Constructing Excellence South West Logo

News

Find out more on how you can benefit from our membership

Join Now

Subscribe to our newsletter

<< All Posts

Gearing up for the more meticulous BSA approach

This month marks two years since the Building Safety Act (BSA) introduced a new enhanced regulatory regime for building safety and construction products,

This followed in the wake of the Dame Judith Hackitt’s report, ‘Building a safer future,’ in which she made clear that we needed to adopt a very different approach to our regulatory framework for higher-risk buildings (HRBs).

In responding to this new, more rigorous regime, Martyn Jones argues that this will drive change in our culture and behaviours and its effect may well extend beyond the BSA’s current application to residential HRBs (containing at least two residential dwellings and over 18m or seven storeys in height), hospitals and care homes.

The BSA sets out ways in which we can secure the safety of people in and around buildings, improve building standards and regulate our industry in line with best practice principles

It is introducing a set of new duty holder roles and responsibilities to ensure a stronger focus on building safety, that are now impacting on all stakeholders in construction projects.

The Building Safety Regulator (BSR) is now the central body for controlling HRBs with a process that will require robust record-keeping by the duty holders – Principal Designers and Contractors and Principal Accountable Persons – of all changes made to detailed previously signed off plans.

There are three project gateway points to focus and strengthen regulatory oversight by requiring duty holders to show to the BSR that plans are detailed and robust and that the understanding and management of building safety is appropriate.

Gateway 2 is particularly significant in that the applications made must contain sufficient information to show how the works (when complete) will satisfy all the applicable functional requirements of the building regulations before construction can begin. And demonstrate how construction will be effectively managed so that the work carried out is as described in the original application.

Other documents that need to be submitted at Gateway 2 include a competence declaration from the developer to the employer, a construction control plan, a change control plan, Building Regulations compliance statement and a fire and emergency file.

Each building will have a Golden Thread of information, kept digitally and readily accessible to people throughout a building’s life cycle, providing transparency of information and an audit trail.

In achieving the laudable aims of the BSR we should take the opportunity to rethink our procurement practices, to shift from our traditional operating system to ones more supportive of collaborative behaviours and to link the design, construction, operation, and maintenance of HRBs in a more holistic and seamless way.

▶ _What is required_:
Answer these from the Building Safety Act article:
(a) How long ago did the Building Safety Act introduce its new regime, counting from the month the article marks?
(b) Which body is now the central body for controlling higher-risk buildings?
(c) What will each building have that is kept digitally and readily accessible throughout its life cycle?

▶ _Provided material_:
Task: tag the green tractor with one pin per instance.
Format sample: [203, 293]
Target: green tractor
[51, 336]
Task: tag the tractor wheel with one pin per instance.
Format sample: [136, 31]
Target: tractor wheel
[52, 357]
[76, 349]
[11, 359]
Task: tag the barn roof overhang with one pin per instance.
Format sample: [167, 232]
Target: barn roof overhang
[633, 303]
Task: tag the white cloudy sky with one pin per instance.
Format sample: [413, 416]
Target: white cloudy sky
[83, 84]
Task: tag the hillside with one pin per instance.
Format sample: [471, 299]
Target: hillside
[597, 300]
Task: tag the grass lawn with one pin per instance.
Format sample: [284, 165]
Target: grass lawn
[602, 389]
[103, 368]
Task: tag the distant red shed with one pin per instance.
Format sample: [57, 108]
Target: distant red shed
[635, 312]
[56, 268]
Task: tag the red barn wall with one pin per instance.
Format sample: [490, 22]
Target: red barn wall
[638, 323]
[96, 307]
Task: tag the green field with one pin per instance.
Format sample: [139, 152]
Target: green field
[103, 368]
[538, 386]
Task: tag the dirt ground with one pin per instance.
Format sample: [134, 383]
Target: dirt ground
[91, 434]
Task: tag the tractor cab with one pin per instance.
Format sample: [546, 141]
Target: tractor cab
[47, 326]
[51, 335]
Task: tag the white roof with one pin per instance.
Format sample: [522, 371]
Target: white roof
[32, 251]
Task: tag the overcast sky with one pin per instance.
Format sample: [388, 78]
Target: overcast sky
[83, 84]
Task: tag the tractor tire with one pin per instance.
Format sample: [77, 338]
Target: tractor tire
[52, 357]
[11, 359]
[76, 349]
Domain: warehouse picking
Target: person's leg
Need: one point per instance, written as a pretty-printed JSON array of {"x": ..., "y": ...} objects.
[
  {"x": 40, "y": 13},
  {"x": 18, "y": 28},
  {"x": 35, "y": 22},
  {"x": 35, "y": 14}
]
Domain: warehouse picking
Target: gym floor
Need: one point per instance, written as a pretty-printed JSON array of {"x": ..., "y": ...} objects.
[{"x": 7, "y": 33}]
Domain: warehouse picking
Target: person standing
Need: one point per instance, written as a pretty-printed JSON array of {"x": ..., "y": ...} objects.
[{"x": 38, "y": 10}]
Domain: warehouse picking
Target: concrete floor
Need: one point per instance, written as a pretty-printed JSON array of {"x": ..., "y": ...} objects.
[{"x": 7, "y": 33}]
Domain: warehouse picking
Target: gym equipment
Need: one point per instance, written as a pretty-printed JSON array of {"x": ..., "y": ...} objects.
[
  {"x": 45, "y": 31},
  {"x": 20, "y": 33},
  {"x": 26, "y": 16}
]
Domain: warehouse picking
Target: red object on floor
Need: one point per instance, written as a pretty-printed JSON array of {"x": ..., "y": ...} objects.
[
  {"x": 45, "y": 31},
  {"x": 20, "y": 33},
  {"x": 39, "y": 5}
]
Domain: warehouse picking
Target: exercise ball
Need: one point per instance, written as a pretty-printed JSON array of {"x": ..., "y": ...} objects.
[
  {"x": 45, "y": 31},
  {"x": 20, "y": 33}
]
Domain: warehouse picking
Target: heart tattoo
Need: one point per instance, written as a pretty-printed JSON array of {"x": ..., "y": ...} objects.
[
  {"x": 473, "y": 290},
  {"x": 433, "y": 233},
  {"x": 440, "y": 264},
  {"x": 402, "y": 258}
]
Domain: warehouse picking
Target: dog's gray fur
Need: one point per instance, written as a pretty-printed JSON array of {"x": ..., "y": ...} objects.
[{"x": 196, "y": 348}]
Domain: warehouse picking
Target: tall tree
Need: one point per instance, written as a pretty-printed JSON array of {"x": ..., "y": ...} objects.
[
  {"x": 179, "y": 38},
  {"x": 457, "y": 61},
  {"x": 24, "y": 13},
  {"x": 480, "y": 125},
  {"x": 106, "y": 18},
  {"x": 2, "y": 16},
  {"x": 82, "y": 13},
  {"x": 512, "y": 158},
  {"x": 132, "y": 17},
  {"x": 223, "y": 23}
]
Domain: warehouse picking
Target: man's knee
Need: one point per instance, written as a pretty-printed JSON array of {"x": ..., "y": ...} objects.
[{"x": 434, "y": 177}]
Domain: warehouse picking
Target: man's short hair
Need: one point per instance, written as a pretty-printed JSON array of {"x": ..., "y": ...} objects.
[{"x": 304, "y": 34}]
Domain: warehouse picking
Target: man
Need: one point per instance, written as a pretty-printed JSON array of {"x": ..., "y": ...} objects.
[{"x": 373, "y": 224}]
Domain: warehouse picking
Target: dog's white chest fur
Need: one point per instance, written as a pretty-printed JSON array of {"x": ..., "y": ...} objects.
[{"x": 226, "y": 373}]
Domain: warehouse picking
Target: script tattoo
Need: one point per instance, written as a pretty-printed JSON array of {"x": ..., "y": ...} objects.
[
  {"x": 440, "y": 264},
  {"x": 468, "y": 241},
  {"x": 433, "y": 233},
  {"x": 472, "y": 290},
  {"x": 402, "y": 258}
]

▶ _Solution_:
(a) Two years.
(b) The Building Safety Regulator (BSR).
(c) A Golden Thread of information.